Excerpts from a point-labeling dataset
----

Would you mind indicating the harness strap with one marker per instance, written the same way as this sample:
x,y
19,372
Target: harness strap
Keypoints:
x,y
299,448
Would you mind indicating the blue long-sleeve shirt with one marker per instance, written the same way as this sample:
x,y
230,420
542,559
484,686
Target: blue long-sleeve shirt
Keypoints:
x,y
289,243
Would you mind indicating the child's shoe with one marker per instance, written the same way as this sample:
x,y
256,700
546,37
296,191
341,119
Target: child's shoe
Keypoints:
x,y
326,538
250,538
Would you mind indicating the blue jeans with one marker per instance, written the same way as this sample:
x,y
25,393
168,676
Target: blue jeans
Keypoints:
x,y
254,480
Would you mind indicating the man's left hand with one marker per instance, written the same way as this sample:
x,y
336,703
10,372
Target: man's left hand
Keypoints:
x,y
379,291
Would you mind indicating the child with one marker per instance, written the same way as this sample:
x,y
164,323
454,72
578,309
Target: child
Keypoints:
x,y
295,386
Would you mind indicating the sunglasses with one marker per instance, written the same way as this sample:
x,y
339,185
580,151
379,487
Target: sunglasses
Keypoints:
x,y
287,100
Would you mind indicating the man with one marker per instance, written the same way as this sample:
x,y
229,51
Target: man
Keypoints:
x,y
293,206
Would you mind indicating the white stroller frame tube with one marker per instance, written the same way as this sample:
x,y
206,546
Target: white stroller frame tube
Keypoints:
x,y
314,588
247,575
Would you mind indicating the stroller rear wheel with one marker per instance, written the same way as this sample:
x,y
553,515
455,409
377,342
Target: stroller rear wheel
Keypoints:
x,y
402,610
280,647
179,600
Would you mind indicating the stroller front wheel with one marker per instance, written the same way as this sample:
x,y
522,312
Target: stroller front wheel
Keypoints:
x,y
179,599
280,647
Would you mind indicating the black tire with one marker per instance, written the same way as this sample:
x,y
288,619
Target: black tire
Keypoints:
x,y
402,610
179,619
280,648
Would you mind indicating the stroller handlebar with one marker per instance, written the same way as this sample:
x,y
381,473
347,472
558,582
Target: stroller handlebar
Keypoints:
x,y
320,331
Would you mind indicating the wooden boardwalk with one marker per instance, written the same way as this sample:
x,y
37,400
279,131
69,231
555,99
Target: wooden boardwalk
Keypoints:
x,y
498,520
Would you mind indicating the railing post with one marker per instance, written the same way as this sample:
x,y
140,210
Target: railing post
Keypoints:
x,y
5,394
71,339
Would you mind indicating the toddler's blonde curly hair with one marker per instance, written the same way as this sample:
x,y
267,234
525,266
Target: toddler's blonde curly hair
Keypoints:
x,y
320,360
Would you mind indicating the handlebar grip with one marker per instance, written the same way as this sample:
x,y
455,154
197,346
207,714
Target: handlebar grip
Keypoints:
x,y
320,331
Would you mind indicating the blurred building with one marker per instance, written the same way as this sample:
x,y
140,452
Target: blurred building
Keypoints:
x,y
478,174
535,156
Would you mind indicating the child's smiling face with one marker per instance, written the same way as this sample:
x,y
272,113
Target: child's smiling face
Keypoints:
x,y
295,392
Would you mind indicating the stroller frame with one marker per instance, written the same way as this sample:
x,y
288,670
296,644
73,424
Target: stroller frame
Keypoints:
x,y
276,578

----

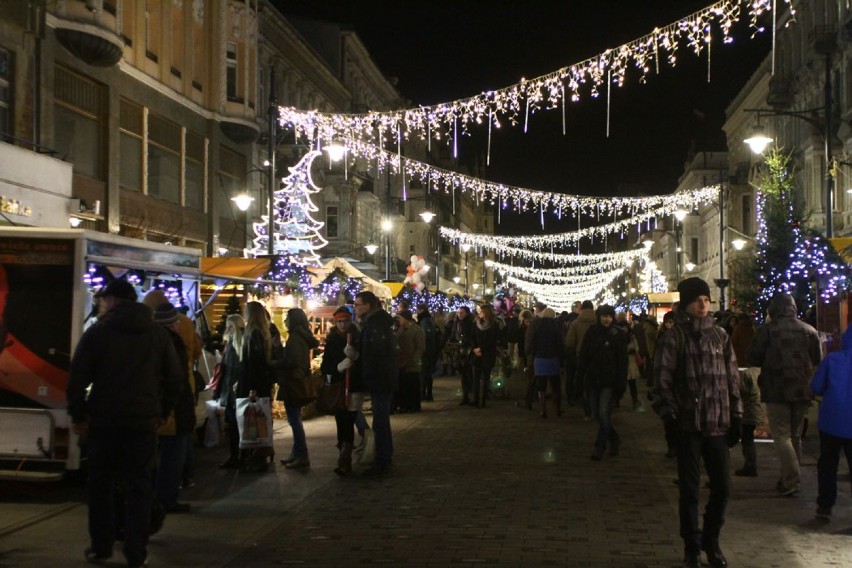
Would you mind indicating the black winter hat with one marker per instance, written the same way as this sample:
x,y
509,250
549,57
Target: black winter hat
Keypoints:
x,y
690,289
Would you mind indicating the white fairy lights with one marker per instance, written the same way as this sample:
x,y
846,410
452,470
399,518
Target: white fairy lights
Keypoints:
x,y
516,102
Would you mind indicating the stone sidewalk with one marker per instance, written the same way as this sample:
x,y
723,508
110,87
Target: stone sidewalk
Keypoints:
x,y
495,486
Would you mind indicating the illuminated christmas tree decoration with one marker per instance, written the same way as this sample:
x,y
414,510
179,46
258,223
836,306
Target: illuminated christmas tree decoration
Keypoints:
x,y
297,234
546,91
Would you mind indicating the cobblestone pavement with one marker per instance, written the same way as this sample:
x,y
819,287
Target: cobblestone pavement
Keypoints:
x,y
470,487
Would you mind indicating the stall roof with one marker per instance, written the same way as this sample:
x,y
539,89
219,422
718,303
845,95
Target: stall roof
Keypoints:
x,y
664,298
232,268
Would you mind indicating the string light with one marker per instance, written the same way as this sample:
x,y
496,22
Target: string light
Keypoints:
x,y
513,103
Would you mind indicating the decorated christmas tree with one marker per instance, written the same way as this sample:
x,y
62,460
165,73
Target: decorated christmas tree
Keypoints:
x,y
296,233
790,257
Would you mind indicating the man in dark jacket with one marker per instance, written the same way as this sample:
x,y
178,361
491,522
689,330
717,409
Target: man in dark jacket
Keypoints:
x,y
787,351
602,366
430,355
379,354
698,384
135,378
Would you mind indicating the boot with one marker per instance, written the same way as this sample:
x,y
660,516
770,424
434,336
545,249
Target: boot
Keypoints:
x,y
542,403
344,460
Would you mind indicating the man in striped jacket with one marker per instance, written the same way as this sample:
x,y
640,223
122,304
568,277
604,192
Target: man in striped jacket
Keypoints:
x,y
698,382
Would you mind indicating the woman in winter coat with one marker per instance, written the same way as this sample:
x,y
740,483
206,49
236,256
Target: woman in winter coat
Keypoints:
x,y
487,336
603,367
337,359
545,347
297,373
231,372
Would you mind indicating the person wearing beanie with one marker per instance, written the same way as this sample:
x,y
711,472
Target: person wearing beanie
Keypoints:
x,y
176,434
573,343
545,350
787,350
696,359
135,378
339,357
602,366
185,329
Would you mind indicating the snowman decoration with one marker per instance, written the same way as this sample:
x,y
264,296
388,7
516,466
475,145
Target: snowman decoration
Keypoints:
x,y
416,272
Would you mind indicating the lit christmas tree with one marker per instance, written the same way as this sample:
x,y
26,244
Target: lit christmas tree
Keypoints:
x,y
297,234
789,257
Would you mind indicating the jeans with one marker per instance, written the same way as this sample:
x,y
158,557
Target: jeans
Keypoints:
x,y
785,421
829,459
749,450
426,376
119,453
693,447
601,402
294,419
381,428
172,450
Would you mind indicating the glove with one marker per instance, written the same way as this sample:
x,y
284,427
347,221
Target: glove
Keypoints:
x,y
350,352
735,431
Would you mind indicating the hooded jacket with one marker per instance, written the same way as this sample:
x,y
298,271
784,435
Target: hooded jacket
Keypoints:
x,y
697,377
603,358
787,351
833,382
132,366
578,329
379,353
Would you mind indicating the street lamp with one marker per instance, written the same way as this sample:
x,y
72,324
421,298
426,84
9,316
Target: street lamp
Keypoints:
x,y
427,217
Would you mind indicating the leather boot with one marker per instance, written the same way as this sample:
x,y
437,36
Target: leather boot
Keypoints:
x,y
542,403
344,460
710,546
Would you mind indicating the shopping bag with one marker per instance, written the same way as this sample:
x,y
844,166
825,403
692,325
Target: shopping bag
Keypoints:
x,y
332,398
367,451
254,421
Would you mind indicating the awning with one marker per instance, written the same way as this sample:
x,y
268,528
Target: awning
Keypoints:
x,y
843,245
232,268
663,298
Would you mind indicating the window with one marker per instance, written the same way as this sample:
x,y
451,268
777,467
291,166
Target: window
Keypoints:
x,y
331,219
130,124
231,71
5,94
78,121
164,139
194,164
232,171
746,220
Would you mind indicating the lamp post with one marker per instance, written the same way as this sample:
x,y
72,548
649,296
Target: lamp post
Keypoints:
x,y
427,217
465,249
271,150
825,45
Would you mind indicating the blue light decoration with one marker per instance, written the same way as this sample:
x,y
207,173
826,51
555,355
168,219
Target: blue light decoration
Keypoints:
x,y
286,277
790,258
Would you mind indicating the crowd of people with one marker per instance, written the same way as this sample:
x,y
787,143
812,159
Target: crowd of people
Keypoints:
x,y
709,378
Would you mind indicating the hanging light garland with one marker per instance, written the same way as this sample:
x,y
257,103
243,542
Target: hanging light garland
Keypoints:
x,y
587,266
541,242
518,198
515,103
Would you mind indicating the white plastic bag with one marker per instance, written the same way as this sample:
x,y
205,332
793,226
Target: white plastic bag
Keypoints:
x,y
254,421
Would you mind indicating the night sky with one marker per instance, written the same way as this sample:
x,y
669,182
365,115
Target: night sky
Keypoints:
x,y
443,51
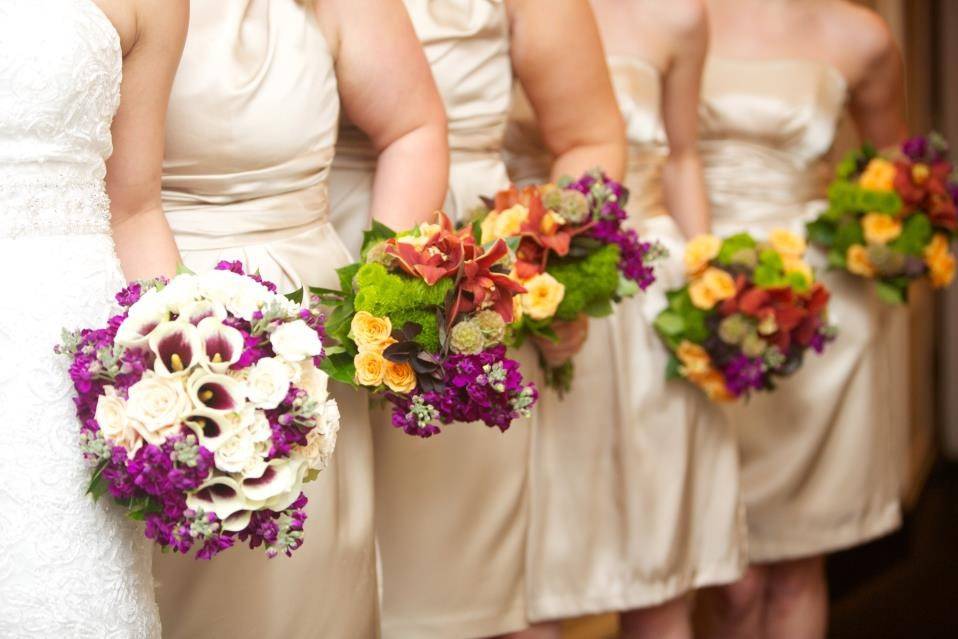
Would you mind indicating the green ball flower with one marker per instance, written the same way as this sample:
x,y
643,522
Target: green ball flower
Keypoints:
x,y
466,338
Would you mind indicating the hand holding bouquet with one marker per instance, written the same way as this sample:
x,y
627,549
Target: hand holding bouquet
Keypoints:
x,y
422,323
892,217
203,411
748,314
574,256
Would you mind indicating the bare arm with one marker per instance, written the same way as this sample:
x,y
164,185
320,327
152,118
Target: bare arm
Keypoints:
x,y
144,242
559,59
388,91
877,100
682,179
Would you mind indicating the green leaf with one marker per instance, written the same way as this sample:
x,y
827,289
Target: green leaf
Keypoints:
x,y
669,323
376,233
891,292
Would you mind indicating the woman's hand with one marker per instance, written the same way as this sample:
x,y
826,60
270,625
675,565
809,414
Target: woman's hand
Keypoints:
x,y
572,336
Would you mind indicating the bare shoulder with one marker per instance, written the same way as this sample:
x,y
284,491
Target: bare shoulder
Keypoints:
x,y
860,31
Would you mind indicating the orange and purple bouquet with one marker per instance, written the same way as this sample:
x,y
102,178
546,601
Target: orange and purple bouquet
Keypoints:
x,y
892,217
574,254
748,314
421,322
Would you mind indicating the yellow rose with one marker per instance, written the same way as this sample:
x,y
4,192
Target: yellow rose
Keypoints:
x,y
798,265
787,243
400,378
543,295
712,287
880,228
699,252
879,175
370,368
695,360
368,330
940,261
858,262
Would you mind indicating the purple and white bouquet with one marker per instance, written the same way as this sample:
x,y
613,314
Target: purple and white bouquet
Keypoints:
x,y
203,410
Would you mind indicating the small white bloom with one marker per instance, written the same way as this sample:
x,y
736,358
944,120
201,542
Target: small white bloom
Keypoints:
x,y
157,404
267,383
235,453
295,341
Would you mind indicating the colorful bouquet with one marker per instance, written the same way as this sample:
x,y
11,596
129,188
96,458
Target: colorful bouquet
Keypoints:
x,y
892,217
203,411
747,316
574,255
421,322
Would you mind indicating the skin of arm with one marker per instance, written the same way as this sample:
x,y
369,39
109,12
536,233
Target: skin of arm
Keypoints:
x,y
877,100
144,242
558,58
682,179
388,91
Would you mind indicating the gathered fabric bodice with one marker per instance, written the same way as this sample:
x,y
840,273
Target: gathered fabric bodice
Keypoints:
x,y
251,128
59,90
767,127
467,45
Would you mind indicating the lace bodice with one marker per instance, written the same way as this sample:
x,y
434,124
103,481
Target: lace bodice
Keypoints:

----

> [SHORT EXERCISE] Pull out every line of the records that contains the string "gathered".

> [RESULT FOR THIS TASK]
Would you mind indicating the gathered fabric bodice with one marker per instance, written the same way as this sample:
Target: gathered fabric bodice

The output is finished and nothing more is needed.